(Passage provided):
Netherlands

VVD hold on whilst PVV fail to break through


Published

Official results won’t be announced until next Tuesday but it is clear that 13 parties won representation in the Dutch House of Representatives or Tweede Kamer (the lower house) in Wednesday’s general election.

The surge from the far-right Party for Freedom (PVV) led by Geert Wilders eventually came to nothing with the party winning just five extra seats to take 20 seats in the new 150 seat parliament. Prime Minister Mark Rutte’s centre-right People’s Party for Freedom and Democracy (VVD) emerged as the largest party with 33 seats but that represents a drop of eight seats on the last parliament.

The major winners of the campaign were the centre-left Greens or GroenLinks who took ten extra seats to take their representation to 14 seats. But the election was bad for the main centre-left party, the Labour Party which dropped from 38 seats to nine seats, a fall of 29 seats.

(Supplied entries):
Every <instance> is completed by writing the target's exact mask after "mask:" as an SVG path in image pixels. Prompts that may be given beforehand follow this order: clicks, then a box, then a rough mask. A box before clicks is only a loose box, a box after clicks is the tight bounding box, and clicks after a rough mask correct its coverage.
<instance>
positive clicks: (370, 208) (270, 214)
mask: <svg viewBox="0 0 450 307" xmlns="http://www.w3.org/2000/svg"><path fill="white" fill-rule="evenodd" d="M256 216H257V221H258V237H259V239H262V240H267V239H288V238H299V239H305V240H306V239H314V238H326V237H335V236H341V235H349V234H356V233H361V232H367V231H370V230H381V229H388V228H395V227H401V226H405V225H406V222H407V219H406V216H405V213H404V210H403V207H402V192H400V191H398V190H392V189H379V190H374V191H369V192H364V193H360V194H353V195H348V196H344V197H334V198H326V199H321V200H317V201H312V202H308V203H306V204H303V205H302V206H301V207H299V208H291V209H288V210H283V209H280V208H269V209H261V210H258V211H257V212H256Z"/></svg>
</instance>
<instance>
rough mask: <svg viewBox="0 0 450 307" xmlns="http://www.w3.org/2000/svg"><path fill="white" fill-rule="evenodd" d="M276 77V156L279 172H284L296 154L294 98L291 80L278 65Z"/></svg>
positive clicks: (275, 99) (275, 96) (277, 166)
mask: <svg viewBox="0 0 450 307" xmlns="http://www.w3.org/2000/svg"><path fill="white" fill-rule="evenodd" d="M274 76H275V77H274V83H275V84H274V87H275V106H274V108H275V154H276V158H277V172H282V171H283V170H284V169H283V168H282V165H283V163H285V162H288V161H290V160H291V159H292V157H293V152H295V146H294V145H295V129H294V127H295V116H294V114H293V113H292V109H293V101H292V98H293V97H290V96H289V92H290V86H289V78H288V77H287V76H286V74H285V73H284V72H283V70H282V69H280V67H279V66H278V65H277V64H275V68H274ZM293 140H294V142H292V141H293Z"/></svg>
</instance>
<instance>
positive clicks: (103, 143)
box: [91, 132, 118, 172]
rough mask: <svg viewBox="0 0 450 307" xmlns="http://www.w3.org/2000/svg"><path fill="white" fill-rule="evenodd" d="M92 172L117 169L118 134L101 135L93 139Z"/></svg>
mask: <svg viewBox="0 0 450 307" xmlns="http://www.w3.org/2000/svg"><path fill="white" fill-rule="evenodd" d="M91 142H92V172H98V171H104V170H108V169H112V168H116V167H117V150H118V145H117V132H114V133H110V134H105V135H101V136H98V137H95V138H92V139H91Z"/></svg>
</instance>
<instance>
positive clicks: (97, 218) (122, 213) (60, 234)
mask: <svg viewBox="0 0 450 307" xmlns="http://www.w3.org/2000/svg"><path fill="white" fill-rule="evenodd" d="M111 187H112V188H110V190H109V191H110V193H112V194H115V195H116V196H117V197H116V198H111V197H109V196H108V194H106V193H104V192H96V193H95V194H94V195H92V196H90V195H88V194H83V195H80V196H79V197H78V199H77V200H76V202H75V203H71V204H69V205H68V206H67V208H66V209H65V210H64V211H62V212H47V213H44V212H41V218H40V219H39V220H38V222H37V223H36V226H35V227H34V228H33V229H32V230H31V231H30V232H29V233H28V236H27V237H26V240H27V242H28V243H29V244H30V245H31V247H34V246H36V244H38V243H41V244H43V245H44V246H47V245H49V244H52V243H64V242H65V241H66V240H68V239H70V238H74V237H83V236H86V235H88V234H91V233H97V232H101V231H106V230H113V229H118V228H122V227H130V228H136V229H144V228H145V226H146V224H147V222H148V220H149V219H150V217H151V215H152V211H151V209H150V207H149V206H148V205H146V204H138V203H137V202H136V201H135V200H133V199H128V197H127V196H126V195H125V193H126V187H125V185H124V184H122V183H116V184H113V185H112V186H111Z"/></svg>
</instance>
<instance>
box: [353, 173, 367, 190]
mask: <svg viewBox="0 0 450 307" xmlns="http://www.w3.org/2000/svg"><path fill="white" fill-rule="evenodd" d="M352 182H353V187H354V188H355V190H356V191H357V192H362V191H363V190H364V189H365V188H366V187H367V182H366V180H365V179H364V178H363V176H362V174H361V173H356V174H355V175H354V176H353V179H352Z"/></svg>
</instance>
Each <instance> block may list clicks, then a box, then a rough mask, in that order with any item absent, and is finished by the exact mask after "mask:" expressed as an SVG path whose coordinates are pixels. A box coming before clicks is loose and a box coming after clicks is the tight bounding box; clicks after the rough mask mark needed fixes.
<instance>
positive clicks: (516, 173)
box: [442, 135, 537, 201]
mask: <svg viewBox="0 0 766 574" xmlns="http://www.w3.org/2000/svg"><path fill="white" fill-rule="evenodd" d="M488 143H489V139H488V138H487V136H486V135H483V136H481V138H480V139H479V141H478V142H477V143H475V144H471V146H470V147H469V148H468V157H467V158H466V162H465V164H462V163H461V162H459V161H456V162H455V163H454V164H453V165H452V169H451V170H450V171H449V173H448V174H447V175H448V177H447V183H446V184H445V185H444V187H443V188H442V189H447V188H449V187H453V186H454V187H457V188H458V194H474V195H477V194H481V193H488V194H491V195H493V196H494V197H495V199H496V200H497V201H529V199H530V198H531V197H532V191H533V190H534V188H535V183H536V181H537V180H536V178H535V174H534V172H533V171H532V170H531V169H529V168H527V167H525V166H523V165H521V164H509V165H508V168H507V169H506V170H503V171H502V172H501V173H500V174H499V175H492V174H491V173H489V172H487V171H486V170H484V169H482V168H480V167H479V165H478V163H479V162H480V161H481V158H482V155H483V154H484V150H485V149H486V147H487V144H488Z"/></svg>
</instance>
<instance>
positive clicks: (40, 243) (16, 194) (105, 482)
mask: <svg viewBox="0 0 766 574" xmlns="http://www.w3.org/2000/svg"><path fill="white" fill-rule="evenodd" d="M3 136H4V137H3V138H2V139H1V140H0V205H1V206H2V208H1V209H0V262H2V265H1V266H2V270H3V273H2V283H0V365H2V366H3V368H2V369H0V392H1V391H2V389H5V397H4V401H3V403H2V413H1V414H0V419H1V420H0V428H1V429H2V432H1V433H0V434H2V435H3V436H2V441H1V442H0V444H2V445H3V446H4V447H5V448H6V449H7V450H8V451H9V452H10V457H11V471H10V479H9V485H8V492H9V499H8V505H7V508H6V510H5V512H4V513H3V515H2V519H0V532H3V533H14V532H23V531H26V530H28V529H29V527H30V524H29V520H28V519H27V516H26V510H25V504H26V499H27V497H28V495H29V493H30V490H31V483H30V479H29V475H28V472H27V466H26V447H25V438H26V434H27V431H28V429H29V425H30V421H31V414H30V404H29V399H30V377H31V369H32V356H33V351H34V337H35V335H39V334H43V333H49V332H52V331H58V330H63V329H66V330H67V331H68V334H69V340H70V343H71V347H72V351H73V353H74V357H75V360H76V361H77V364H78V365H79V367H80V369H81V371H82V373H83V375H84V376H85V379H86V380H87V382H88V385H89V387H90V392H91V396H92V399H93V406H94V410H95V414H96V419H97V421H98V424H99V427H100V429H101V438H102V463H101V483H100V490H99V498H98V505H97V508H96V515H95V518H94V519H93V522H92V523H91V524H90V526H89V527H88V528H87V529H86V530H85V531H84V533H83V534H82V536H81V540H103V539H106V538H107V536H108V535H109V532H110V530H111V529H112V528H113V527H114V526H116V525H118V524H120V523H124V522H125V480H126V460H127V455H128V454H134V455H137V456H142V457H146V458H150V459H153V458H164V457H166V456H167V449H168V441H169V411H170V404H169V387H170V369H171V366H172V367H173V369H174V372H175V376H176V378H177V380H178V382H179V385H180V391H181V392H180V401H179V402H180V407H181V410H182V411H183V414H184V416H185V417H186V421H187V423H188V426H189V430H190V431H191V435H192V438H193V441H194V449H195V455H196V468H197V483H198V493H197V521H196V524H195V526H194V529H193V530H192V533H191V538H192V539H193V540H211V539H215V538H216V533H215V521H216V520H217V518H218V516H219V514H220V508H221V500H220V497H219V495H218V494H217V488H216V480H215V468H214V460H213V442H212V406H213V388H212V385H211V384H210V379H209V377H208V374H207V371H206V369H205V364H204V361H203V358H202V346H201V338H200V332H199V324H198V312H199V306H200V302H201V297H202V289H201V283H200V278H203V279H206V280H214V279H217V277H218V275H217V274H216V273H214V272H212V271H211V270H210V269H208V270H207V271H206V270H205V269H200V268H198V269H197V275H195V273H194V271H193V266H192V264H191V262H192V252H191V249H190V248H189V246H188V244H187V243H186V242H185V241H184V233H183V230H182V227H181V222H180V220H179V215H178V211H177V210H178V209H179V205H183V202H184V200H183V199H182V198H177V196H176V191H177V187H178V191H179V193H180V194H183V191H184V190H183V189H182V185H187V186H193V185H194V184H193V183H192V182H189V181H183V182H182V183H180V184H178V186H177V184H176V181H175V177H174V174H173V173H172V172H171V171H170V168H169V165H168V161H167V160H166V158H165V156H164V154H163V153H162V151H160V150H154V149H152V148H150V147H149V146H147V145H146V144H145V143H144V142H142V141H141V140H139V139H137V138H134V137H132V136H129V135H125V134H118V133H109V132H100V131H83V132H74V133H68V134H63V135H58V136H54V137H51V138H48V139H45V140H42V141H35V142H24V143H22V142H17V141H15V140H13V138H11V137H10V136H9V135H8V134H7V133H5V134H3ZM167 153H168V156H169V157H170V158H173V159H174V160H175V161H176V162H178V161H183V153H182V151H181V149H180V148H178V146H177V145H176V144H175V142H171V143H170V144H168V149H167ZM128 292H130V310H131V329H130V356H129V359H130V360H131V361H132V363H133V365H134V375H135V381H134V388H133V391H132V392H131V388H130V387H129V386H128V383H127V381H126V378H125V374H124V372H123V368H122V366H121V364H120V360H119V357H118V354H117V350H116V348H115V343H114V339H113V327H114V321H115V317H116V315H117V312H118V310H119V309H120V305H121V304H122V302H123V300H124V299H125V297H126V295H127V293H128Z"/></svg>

(Parts of the exercise):
(A) Please update the Dutch election report by rewriting everything from "Netherlands" down to "the last parliament." with "general election" changed to "parliamentary election".
(B) Answer these questions from the Dutch election report.
(i) How many seats did the VVD win?
(ii) How many seats did GroenLinks end up with?
(iii) When will the official results be announced?

(Task answers):
(A)
Netherlands

VVD hold on whilst PVV fail to break through


Published

Official results won’t be announced until next Tuesday but it is clear that 13 parties won representation in the Dutch House of Representatives or Tweede Kamer (the lower house) in Wednesday’s parliamentary election.

The surge from the far-right Party for Freedom (PVV) led by Geert Wilders eventually came to nothing with the party winning just five extra seats to take 20 seats in the new 150 seat parliament. Prime Minister Mark Rutte’s centre-right People’s Party for Freedom and Democracy (VVD) emerged as the largest party with 33 seats but that represents a drop of eight seats on the last parliament.

(B)
(i) 33 seats
(ii) 14 seats
(iii) Next Tuesday